**The exercise**
Please give back only the stretch of material from the line containing "--target knit beanie hat" through the line containing "Give the mask of every instance of the knit", with "knit beanie hat" swapped for "wool cap" and everything else unchanged.

-- -- --

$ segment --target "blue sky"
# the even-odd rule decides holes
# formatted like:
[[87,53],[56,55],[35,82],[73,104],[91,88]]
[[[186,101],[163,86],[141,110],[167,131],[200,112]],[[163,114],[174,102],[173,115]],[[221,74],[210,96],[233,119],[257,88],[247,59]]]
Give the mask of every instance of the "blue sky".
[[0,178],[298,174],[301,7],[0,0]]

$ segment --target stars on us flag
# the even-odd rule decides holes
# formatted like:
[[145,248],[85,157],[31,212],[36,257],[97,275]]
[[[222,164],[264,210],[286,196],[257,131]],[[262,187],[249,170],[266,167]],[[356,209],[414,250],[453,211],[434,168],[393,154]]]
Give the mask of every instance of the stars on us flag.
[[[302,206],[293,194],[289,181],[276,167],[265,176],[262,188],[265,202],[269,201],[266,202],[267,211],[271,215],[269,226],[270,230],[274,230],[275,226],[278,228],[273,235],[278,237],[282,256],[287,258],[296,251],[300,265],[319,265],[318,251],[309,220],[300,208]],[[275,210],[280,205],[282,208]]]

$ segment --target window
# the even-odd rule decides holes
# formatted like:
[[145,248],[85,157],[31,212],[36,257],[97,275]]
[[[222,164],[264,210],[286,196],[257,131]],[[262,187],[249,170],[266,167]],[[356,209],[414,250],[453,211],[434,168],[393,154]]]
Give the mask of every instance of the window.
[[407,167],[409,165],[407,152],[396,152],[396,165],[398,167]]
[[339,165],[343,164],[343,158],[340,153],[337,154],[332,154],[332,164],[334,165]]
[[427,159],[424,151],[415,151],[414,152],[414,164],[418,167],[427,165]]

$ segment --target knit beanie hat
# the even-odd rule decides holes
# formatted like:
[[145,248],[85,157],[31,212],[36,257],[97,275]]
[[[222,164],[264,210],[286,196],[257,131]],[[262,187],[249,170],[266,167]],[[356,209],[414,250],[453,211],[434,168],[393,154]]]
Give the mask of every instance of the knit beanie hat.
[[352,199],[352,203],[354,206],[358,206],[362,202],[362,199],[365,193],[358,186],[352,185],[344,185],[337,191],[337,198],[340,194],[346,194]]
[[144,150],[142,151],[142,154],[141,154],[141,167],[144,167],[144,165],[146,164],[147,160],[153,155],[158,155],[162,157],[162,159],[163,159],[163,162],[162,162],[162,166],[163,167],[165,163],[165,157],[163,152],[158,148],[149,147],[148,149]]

-- -- --

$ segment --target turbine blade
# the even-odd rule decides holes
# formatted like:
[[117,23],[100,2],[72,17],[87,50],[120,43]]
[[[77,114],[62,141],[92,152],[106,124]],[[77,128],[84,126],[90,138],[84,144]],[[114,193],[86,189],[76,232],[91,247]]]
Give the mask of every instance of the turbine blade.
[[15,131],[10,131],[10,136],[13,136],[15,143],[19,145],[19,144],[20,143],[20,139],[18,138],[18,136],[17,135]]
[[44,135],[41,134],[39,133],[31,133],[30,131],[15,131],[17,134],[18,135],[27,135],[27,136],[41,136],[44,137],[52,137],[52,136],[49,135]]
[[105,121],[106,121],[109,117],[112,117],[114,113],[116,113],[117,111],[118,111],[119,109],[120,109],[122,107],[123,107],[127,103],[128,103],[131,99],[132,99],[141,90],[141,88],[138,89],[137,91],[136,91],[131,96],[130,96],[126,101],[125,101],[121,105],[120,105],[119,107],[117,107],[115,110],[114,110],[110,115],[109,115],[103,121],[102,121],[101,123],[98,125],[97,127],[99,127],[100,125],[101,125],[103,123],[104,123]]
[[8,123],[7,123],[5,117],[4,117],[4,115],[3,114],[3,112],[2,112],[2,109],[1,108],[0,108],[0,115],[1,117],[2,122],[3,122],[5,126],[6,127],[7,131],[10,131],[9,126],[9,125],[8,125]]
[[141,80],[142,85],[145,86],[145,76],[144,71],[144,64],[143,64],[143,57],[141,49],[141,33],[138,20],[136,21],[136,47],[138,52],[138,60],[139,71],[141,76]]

-- -- --

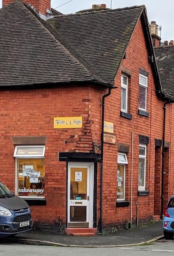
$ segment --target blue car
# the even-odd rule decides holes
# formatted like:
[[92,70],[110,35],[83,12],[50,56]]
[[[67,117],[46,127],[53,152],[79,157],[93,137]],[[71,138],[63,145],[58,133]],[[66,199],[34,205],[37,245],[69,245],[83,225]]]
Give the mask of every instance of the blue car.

-- -- --

**Response to this exercise**
$ segment --target wool cap
# the even-odd rule decides holes
# formatted like:
[[145,248],[85,157],[31,212],[36,257],[97,275]]
[[[222,164],[264,210],[286,196],[257,131]],[[262,187],[249,170],[266,167]],[[356,209],[414,250],[453,211],[434,168],[393,154]]]
Give the mask of every instance of the wool cap.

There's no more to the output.